BEGIN
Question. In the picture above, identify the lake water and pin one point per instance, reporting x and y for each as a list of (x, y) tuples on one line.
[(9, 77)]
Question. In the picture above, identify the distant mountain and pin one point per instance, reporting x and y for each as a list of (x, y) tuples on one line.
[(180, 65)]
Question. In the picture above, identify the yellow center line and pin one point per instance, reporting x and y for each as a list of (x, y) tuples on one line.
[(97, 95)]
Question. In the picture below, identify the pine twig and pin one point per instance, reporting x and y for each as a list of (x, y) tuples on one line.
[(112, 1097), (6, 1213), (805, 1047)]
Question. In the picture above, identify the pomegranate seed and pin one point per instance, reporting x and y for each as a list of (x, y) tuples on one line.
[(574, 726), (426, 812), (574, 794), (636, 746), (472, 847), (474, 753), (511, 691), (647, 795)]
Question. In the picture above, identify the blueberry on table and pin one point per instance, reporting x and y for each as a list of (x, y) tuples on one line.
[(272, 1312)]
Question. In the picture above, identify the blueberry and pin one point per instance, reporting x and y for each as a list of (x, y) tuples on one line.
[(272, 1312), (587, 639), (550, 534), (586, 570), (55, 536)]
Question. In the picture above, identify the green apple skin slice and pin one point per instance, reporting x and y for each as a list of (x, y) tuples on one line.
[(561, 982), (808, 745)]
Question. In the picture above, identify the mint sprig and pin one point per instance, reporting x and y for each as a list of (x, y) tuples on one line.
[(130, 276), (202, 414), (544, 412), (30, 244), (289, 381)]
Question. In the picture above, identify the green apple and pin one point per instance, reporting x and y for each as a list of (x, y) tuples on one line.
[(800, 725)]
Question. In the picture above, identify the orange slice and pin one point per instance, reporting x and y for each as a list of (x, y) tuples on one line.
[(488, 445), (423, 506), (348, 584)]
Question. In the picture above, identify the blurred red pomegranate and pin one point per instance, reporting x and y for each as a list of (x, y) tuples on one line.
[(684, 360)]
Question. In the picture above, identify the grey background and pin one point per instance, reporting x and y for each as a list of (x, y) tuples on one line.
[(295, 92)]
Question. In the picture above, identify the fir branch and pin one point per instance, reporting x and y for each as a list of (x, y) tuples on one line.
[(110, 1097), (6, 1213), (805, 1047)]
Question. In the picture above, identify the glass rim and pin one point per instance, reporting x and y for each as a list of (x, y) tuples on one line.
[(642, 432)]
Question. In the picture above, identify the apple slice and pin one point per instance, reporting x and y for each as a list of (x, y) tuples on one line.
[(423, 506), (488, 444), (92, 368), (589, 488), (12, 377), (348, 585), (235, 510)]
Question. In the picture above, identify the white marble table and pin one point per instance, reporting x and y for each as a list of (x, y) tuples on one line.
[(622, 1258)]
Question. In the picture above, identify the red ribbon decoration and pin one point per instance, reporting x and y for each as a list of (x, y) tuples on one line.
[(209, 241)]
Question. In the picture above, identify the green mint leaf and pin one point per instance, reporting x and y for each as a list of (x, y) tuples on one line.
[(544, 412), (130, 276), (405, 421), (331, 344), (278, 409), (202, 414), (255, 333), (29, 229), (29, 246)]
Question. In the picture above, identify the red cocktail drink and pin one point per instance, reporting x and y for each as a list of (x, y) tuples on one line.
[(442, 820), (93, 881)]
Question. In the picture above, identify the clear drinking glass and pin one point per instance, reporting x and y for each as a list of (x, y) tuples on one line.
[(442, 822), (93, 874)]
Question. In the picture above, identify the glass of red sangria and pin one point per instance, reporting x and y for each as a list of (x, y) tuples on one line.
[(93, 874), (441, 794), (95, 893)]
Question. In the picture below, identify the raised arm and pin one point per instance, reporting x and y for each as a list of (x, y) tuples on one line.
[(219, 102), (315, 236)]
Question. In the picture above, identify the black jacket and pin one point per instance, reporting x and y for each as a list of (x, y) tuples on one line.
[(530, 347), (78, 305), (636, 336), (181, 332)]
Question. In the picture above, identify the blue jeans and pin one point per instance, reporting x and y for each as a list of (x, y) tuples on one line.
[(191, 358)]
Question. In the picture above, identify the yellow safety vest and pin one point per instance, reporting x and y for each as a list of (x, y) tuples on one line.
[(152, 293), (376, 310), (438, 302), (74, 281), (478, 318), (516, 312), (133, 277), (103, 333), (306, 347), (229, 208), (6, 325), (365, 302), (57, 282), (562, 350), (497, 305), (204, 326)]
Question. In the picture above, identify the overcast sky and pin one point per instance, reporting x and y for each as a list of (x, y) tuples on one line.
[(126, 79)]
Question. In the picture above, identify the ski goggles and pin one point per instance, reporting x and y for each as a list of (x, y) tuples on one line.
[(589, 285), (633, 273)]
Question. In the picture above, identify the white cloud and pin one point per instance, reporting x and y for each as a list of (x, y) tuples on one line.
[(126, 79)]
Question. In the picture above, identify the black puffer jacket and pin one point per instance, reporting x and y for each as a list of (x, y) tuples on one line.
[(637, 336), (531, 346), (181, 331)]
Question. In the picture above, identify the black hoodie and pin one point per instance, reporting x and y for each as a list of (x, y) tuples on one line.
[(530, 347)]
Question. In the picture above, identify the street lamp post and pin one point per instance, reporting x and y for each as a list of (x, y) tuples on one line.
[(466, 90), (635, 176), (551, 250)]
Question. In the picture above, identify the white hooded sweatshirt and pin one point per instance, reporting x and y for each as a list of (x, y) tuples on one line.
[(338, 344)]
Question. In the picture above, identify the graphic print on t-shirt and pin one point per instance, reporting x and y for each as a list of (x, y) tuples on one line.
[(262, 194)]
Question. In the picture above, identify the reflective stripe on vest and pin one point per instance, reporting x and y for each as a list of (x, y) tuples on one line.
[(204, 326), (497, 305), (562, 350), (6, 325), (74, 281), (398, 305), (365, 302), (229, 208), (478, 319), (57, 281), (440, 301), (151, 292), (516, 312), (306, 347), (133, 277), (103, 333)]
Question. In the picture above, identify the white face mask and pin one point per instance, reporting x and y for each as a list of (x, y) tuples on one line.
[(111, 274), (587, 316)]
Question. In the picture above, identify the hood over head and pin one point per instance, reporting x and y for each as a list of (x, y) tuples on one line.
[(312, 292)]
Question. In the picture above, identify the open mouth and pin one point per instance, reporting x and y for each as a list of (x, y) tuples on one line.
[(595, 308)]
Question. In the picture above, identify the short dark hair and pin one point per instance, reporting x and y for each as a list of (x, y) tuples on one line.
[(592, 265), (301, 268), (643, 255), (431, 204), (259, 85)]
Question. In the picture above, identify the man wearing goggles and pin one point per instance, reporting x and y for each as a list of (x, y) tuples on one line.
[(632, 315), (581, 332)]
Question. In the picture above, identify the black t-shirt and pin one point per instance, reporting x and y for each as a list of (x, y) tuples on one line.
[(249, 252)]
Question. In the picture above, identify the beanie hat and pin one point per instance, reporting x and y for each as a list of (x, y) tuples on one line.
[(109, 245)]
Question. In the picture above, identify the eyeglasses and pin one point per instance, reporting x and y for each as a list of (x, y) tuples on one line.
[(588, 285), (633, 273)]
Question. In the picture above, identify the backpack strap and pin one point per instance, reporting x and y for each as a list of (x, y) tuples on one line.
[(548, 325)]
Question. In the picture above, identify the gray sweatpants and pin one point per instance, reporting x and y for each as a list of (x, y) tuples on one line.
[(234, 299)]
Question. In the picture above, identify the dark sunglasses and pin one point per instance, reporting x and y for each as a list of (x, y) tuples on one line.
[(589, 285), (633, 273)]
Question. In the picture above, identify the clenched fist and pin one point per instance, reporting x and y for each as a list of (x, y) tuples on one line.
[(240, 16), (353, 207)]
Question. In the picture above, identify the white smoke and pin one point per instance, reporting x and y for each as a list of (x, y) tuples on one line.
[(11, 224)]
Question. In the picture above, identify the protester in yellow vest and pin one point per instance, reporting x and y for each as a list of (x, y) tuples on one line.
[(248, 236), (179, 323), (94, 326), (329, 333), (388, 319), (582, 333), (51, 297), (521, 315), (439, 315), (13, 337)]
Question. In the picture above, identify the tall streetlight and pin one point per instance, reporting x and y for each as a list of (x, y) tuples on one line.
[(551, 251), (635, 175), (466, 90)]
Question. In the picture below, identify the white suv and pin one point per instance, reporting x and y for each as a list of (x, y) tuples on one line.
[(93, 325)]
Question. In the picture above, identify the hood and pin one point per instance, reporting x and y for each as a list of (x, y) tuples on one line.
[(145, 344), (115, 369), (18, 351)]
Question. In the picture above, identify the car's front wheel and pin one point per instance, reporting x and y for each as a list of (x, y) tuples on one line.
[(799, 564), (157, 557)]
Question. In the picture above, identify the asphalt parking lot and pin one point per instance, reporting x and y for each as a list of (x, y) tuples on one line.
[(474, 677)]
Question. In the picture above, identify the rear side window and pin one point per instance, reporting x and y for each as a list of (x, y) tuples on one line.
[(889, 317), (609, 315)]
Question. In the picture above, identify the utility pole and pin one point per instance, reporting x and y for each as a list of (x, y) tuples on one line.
END
Please retype the records above starting with the line that contains "Question. In the picture above, identify the tall" and stopping after the last line, changing nothing.

Question. In the picture above, identify the tall streetlight and pin one point per instance, reporting x and y for each as a list of (x, y) tuples on one line.
[(551, 251), (635, 175), (466, 90)]
Question. In the picture below, identify the white suv and pin one point per instance, reporting x and y for each as a list of (x, y) tuples on one line.
[(93, 325)]
Question. In the picture above, identify the hood and pin one point per instance, reporting x and y for each as a list of (x, y) tuples on one line.
[(145, 344), (115, 369), (18, 351)]
Question. In the picture above, identify the car's front wheel and pin one point per instance, reporting x and y for each as a list of (x, y) tuples on one line.
[(799, 564), (157, 557)]
Question. In the picture above, identify the asphalt parking lot and pin one point per instance, reporting x and y for each as a list of (x, y) tuples on one line.
[(474, 677)]
Question. In the picture above, identify the rear side window and pin one point per instance, reporting x and y for each as a list of (x, y) tuples on one line.
[(889, 317), (609, 315)]
Question. In the picture above, identify the utility pole and pin one point per instance, reporting x and y for each as a list of (x, y) tuples on one line.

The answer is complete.